═══ Recorded information

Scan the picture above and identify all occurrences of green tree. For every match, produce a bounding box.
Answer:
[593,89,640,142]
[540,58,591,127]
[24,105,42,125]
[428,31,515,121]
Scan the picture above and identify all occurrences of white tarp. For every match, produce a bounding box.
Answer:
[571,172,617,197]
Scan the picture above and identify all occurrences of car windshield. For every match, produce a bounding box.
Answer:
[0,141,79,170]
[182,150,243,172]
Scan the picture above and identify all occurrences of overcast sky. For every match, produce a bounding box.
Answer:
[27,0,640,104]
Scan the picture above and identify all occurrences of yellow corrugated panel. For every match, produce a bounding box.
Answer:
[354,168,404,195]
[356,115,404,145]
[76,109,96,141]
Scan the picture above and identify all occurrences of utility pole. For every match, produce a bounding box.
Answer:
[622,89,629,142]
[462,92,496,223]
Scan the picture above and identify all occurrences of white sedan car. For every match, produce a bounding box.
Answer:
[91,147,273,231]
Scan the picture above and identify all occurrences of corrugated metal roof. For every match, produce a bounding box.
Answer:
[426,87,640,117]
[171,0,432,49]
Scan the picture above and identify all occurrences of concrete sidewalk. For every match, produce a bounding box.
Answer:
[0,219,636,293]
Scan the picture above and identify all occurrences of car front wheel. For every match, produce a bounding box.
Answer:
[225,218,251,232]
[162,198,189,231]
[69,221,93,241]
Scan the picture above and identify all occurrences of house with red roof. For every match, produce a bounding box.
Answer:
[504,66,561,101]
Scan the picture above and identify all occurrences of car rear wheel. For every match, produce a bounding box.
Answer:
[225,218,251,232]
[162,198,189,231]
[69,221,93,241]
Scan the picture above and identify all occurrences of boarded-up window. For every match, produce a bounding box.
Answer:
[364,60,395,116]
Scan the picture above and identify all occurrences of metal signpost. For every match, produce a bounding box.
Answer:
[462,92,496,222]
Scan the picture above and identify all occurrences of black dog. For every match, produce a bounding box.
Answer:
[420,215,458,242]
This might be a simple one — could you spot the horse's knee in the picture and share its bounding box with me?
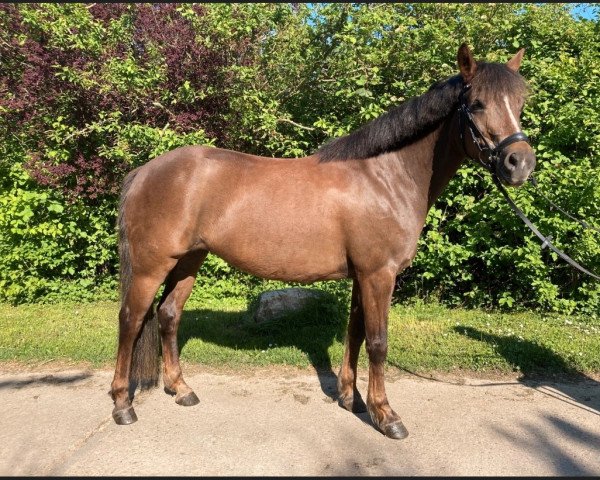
[158,302,177,335]
[366,335,387,363]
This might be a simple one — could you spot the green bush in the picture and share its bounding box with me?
[0,3,600,314]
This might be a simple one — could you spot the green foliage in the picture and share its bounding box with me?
[0,3,600,315]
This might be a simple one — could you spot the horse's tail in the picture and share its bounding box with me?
[117,169,160,390]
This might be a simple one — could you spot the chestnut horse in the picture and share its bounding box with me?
[111,44,535,438]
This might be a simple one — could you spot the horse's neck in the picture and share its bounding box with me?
[426,115,465,210]
[371,115,464,214]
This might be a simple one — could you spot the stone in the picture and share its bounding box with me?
[254,288,323,323]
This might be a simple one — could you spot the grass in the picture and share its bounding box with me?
[0,296,600,376]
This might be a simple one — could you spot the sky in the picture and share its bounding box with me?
[573,3,594,20]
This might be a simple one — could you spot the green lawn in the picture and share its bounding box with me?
[0,298,600,376]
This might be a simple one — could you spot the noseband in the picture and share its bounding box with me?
[458,83,529,173]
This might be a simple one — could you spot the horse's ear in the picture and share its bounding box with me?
[457,43,477,83]
[506,48,525,72]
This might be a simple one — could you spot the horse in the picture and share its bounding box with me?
[110,43,536,439]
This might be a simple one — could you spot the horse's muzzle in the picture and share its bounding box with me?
[496,146,536,187]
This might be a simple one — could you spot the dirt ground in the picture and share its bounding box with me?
[0,364,600,476]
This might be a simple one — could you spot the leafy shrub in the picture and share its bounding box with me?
[0,3,600,314]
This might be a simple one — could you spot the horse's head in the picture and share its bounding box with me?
[458,43,536,186]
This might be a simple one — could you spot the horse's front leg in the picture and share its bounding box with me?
[338,280,367,413]
[358,268,408,439]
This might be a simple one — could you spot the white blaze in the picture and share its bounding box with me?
[502,95,520,132]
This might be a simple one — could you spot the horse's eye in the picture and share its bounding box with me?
[471,100,485,112]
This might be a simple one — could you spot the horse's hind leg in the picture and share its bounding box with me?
[158,250,208,406]
[338,280,367,413]
[110,275,164,425]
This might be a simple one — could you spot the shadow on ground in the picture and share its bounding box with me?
[0,372,92,390]
[454,326,600,416]
[178,292,349,400]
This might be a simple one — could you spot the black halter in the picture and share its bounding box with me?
[458,83,600,280]
[458,83,529,173]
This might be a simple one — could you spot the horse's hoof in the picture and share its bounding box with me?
[113,407,137,425]
[175,392,200,407]
[383,420,408,440]
[338,392,367,413]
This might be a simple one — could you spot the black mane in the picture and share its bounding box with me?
[315,62,526,162]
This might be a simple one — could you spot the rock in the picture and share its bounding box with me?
[254,288,323,323]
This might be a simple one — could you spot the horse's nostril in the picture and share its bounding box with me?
[504,153,519,171]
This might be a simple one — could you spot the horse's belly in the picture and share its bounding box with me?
[208,233,348,283]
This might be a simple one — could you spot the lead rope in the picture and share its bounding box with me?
[492,174,600,280]
[529,175,600,232]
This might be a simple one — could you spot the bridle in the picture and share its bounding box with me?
[458,83,600,280]
[458,83,529,174]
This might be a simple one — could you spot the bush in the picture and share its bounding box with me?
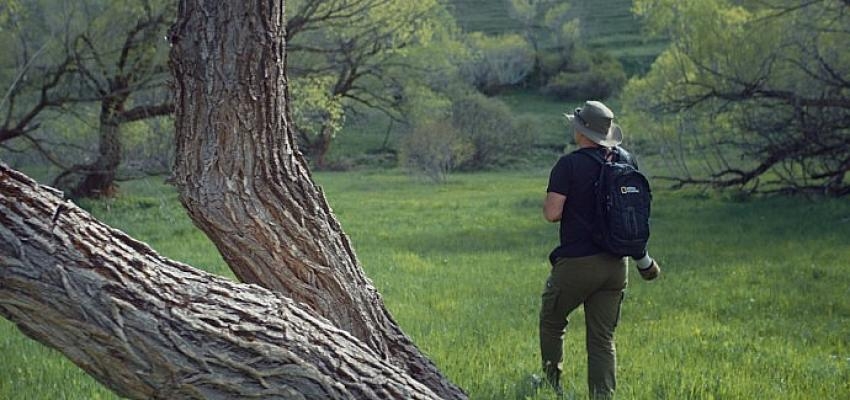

══════

## Task prompt
Format every item above as a Markdown table with two columns, No. and Line, giving each line its own numbered row and skipping blank lines. Leave the pictures out of the table.

## Complete answer
| No. | Line |
|---|---|
| 1 | Scan the picture above and identify all occurrences of green tree. For every match, produce a bounding box. |
| 2 | Answer: |
| 3 | [593,89,640,142] |
| 4 | [540,58,591,127] |
| 5 | [24,105,42,125] |
| 6 | [428,31,515,121] |
| 7 | Scan the picture above and identify all occurrences of white tarp. For every match, produce a bounding box. |
| 8 | Answer: |
| 9 | [571,172,617,197] |
| 10 | Scan the picture above and identify all occurrences of car windshield. For every match, produce a bounding box. |
| 11 | Answer: |
| 12 | [0,141,79,170] |
| 13 | [182,150,243,172] |
| 14 | Scan the picture above and identify all occurrences of overcast sky. For every match, produce a bounding box. |
| 15 | Answer: |
| 16 | [27,0,640,104] |
| 17 | Scan the picture above and identify all occurrences of yellow corrugated panel. For every match, produce a bounding box. |
| 18 | Answer: |
| 19 | [354,168,404,195] |
| 20 | [356,115,404,145] |
| 21 | [76,109,96,141] |
| 22 | Scan the picture above and identify all occurrences of utility pole. For every match, produce a bounding box. |
| 23 | Answer: |
| 24 | [622,89,629,142] |
| 25 | [462,92,496,223] |
| 26 | Scan the picture above and identify all occurrences of white sedan car. For every match, produce a bounding box. |
| 27 | Answer: |
| 28 | [91,147,273,231] |
| 29 | Scan the picture above and identify all occurrences of corrugated metal roof. For every match, produce a bounding box. |
| 30 | Answer: |
| 31 | [426,87,640,117] |
| 32 | [171,0,432,49] |
| 33 | Scan the picture above and identify all occurrences of concrete sidewalk. For every match, produce a bounding box. |
| 34 | Answer: |
| 35 | [0,219,636,293] |
| 36 | Scan the picture above and identify all occurrences of car front wheel. For every match, produce a bounding box. |
| 37 | Answer: |
| 38 | [225,218,251,232] |
| 39 | [162,198,189,231] |
| 40 | [69,221,93,241] |
| 41 | Scan the picture above and identify all occurrences of house with red roof. For every match, produce a bounding box. |
| 42 | Answer: |
| 43 | [504,66,561,101] |
| 44 | Scan the picture above and identify all occurrences of car rear wheel. For every match, produce a bounding box. |
| 45 | Answer: |
| 46 | [225,218,251,232] |
| 47 | [162,198,189,231] |
| 48 | [69,221,93,241] |
| 49 | Scan the picture above and identify all occurrences of boarded-up window. For every match, produce a bounding box. |
| 50 | Answer: |
| 51 | [364,60,395,116] |
| 52 | Scan the picture above and identify all occurrences of metal signpost. For every match, produce a bounding box. |
| 53 | Answer: |
| 54 | [462,92,496,222] |
| 55 | Scan the picture above and identify all occurrences of black dog. For every match, produce a bounding box. |
| 56 | Answer: |
| 57 | [420,215,458,242] |
| 58 | This might be a simple one — could you spot the horse's knee in the picture and share its bounding box with me? |
| 59 | [158,302,177,335] |
| 60 | [366,335,387,363] |
| 61 | This might be a simple one — could you spot the green bush in the picture and share its bounding box with me? |
| 62 | [0,3,600,314] |
| 63 | This might be a simple one — could you spot the green foliage in the picture and share its bounding box with me? |
| 64 | [0,3,600,315] |
| 65 | This might be a simple one — could you spot the horse's tail in the picture and share its bounding box with me? |
| 66 | [117,169,160,390] |
| 67 | This might be a simple one — could you spot the chestnut horse in the picture and share its bounding box with me? |
| 68 | [111,44,535,438] |
| 69 | This might be a simple one — could you spot the horse's neck in the picture and share its bounding box with me? |
| 70 | [426,115,465,210] |
| 71 | [371,115,464,214] |
| 72 | This might be a simple one — could you spot the stone in the picture and share its bounding box with me? |
| 73 | [254,288,323,323] |
| 74 | This might be a simple one — could you spot the grass in the picture and share its bounding box with me? |
| 75 | [0,296,600,376] |
| 76 | This might be a simple one — could you spot the sky in the picture and share its bounding box with me? |
| 77 | [573,3,594,20] |
| 78 | This might be a simple one — could you spot the green lawn in the picture and share its bounding box with me? |
| 79 | [0,298,600,376] |
| 80 | This might be a simple one — could you spot the noseband in the picture and share its bounding box with me? |
| 81 | [458,83,529,173] |
| 82 | This might be a simple one — could you spot the horse's ear in the picture and share its bounding box with me? |
| 83 | [457,43,477,83] |
| 84 | [506,48,525,72] |
| 85 | This might be a simple one — could you spot the horse in the picture and share its bounding box with me? |
| 86 | [110,43,536,439] |
| 87 | This might be a simple one — could you spot the horse's muzzle in the picture and share its bounding box with me? |
| 88 | [496,146,536,187] |
| 89 | This might be a simple one — could you spot the dirt ground in the picture and share its bounding box with me? |
| 90 | [0,364,600,476] |
| 91 | This might be a simple one — could you spot the leafy shrub in the picture and share its bounding box with me? |
| 92 | [0,3,600,314] |
| 93 | This might be a simple one — could you spot the horse's head in the picture and share its bounding box with me? |
| 94 | [458,43,536,186] |
| 95 | This might be a simple one — could you spot the horse's front leg in the picture and share its bounding box with me? |
| 96 | [338,280,367,413] |
| 97 | [358,268,408,439] |
| 98 | This might be a simple one — could you spot the white blaze in the picture and share its bounding box with me? |
| 99 | [502,95,520,132] |
| 100 | This might be a simple one — could you spot the horse's eye in the picture and share its bounding box with me? |
| 101 | [471,100,485,112] |
| 102 | This might be a simple one — could you spot the horse's hind leg in the picture and share its bounding box with me? |
| 103 | [158,250,208,406] |
| 104 | [338,280,367,413] |
| 105 | [110,275,164,425] |
| 106 | This might be a simple one — could you spot the shadow on ground in the picture and share its bounding box with me? |
| 107 | [0,372,92,390] |
| 108 | [454,326,600,416] |
| 109 | [178,292,349,400] |
| 110 | This might be a simple one — could you spot the black halter in the picture and share its bounding box with me? |
| 111 | [458,83,600,280] |
| 112 | [458,83,529,173] |
| 113 | This might be a simple one — could you spot the horse's hoof in the picture and share its bounding box with me? |
| 114 | [113,407,137,425] |
| 115 | [175,392,200,407] |
| 116 | [383,420,408,440] |
| 117 | [338,392,367,413] |
| 118 | This might be a simple one — could you spot the black mane in the picture and share its bounding box with me? |
| 119 | [315,62,526,162] |
| 120 | This might be a simple one — could you spot the rock in the picture and share its bounding box with me? |
| 121 | [254,288,323,323] |
| 122 | This might be a simple one — could you spot the horse's nostril in the picture and share its bounding box with me? |
| 123 | [504,153,519,171] |
| 124 | This might be a simple one — could you spot the horse's belly in the picture and share its bounding box with me? |
| 125 | [208,233,348,283] |
| 126 | This might be a simple one — could you spot the lead rope in the picture and share its bounding box with me? |
| 127 | [492,174,600,280] |
| 128 | [529,175,600,232] |
| 129 | This might be a simple one — could you spot the bridle in the picture and share its bounding box with me? |
| 130 | [458,83,600,280] |
| 131 | [458,83,529,174] |
| 132 | This might be a simple one — could you spot the bush in the picture and share its bounding box with me? |